● Aim
Rewrite the records below as a numbered list with one line per entry, leaving out any blank lines.

● Input
......
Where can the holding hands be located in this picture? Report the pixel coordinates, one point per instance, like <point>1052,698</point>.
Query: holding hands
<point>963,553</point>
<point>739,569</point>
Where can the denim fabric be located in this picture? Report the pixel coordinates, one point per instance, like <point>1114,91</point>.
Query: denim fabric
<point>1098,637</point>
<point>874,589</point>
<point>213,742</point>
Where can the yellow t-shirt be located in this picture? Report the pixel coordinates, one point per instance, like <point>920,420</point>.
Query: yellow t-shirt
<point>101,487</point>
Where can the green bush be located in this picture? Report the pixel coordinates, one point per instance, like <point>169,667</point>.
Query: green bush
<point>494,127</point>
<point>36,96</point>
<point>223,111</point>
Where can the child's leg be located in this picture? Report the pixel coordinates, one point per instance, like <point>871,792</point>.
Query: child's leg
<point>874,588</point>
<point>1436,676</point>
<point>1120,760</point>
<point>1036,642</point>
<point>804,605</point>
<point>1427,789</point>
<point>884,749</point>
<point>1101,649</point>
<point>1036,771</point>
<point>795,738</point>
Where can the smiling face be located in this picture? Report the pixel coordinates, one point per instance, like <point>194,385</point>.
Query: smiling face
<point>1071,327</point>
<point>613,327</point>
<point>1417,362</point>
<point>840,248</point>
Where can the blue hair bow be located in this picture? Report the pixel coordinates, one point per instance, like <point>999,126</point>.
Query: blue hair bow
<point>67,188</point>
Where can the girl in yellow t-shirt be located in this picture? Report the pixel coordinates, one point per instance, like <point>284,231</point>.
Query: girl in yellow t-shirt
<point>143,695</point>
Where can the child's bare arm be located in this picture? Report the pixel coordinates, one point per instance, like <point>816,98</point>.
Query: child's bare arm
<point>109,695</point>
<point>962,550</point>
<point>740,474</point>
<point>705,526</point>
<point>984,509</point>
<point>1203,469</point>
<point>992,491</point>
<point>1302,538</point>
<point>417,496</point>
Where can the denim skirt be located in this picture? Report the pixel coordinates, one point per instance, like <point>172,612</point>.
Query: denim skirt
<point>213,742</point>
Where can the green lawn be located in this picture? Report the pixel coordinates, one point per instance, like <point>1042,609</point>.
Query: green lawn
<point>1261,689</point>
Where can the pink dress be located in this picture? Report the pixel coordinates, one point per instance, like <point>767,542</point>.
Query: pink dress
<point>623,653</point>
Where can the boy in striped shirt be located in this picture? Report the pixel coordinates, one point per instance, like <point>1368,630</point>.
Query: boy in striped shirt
......
● Result
1. Where can the holding hands be located in this picture? Report the pixel coordinates, one point per instance, like <point>1052,698</point>.
2. Query: holding hands
3. <point>963,553</point>
4. <point>739,569</point>
5. Where can the denim fabric be located in this picture? Report the pixel coordinates, one point per instance, like <point>1114,91</point>.
6. Query: denim fabric
7. <point>1098,637</point>
8. <point>874,589</point>
9. <point>213,742</point>
10. Where can the yellow t-shirt be located in this picture? Report the pixel coordinates, one point per instance, like <point>920,420</point>.
11. Query: yellow t-shirt
12. <point>101,487</point>
13. Where can the green bush be located in this picture? Report the pixel coordinates, one point per instance, like <point>169,667</point>.
14. Query: green bush
15. <point>494,127</point>
16. <point>36,96</point>
17. <point>223,111</point>
18. Where can the child's leg be located in this picture? Report the pixel coordinates, one point per instance, like <point>871,792</point>.
19. Query: child's leg
20. <point>874,588</point>
21. <point>1436,676</point>
22. <point>1120,760</point>
23. <point>1036,642</point>
24. <point>804,605</point>
25. <point>1427,789</point>
26. <point>884,749</point>
27. <point>1101,649</point>
28. <point>1036,771</point>
29. <point>795,738</point>
30. Where can the smiling face be located in this picture? Report the pixel coordinates, one point per instance, like <point>194,385</point>.
31. Query: smiling face
32. <point>1071,327</point>
33. <point>613,327</point>
34. <point>1417,362</point>
35. <point>840,248</point>
36. Where can the blue hair bow be located in this picture? Report the pixel coordinates, one point per instance, like <point>999,126</point>.
37. Query: blue hair bow
38. <point>67,188</point>
39. Where can the girl in yellow t-shirt be located in this picture? Report the pixel coordinates, one point per instance, like <point>284,231</point>.
40. Query: girl in yellow t-shirt
41. <point>143,695</point>
42. Where can the child's bare arm be located in this picture? Report the pixel coordinates, one point per instance, like <point>816,98</point>.
43. Query: child's bare arm
44. <point>109,695</point>
45. <point>962,550</point>
46. <point>740,474</point>
47. <point>705,526</point>
48. <point>984,509</point>
49. <point>1203,469</point>
50. <point>992,491</point>
51. <point>1302,538</point>
52. <point>417,496</point>
53. Where can the denim skirt be located in this picture? Report the pixel coordinates, one point per instance, like <point>172,612</point>.
54. Query: denim skirt
55. <point>213,742</point>
56. Where can the green lawn be located in this picture? Report the pixel coordinates, one point per instance, like <point>1042,609</point>.
57. Query: green lawn
58. <point>1261,689</point>
59. Where can the pink dress be located in this picture? Report the pixel coordinates, one point per instance, like <point>767,542</point>.
60. Query: pink dress
61. <point>623,653</point>
62. Where can the boy in striped shirt be located in this picture? Report the pixel coordinates, one point per instance, like <point>1368,630</point>.
63. Query: boy in striped shirt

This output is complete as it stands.